(Stored data entries)
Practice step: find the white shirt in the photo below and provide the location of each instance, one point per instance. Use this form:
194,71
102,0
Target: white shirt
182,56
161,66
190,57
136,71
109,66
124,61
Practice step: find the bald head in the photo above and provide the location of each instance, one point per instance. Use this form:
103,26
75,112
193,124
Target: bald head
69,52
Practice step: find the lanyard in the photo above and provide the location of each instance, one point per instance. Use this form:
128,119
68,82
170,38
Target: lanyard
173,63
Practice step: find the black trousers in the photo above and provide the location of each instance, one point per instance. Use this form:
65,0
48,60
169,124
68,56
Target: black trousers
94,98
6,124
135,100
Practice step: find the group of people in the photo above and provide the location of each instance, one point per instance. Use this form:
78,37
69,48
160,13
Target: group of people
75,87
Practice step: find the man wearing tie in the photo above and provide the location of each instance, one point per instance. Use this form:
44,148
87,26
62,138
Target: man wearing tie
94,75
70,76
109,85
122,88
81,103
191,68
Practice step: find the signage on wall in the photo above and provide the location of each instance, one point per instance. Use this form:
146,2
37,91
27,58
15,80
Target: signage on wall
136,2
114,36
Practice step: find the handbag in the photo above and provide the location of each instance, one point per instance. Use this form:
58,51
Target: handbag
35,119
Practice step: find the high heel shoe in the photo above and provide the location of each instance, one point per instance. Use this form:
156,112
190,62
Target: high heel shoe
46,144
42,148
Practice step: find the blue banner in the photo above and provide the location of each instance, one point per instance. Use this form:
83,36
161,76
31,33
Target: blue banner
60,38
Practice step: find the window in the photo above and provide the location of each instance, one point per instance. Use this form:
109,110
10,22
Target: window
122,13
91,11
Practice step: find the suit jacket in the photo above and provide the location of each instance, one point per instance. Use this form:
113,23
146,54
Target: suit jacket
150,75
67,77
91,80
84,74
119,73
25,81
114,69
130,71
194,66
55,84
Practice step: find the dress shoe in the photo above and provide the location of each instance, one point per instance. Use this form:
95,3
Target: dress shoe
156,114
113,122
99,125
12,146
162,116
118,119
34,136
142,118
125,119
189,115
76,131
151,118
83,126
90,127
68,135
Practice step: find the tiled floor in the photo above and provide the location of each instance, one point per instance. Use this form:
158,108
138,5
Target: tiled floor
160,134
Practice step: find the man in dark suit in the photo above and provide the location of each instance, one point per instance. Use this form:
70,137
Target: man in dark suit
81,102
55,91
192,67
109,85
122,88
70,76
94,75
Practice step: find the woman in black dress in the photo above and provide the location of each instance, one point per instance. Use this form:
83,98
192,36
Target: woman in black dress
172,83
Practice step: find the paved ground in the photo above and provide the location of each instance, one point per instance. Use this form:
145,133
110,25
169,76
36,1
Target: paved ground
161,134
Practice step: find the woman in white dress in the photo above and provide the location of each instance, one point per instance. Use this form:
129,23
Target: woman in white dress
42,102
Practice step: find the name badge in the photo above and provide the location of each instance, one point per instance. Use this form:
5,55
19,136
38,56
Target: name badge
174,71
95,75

WHAT THIS TASK INVOLVES —
Using the records above, output exactly the lines from the first through the line that contains "Practice step: find the handbag", with both of those included.

RESULT FOR THIS TASK —
Practice step: find the white shirt in the photo below and provide the location of each instance, one point per instance. Use this form:
194,71
102,0
Target: white shirt
182,56
161,66
190,57
136,71
109,66
124,61
Practice step: find the bald head in the photo above and provide the location of each instance, one point per instance. Use this form:
103,26
75,112
193,124
Target: bald head
69,52
Practice step: find the lanyard in the photo above and provide the location of each instance, one point per instance. Use this form:
128,119
68,82
170,38
Target: lanyard
173,63
Practice step: find the black trousers in the photo above and provide the location of each instance, one point per instance. Use this form:
65,0
48,60
169,124
68,56
Target: black trousers
94,98
6,124
135,100
Practice step: find the group of people in the photo above and provide the location of each instance, one point per instance. Use this form:
78,37
69,48
160,13
Target: group of people
75,87
Practice step: find the man wearing tie in the photo above and provide the location of each instance, one point per instance. Use this form:
44,148
87,26
62,138
Target: man wearing tie
94,75
70,76
109,85
122,88
81,103
191,68
Practice step: find the signage on wall in the photo above and provide the location of each instance, one point per instance. Use this form:
146,2
37,91
27,58
15,80
Target: signage on wall
136,2
114,36
Practice step: find the handbag in the photo above and provide the location of each instance, one point per instance. Use this form:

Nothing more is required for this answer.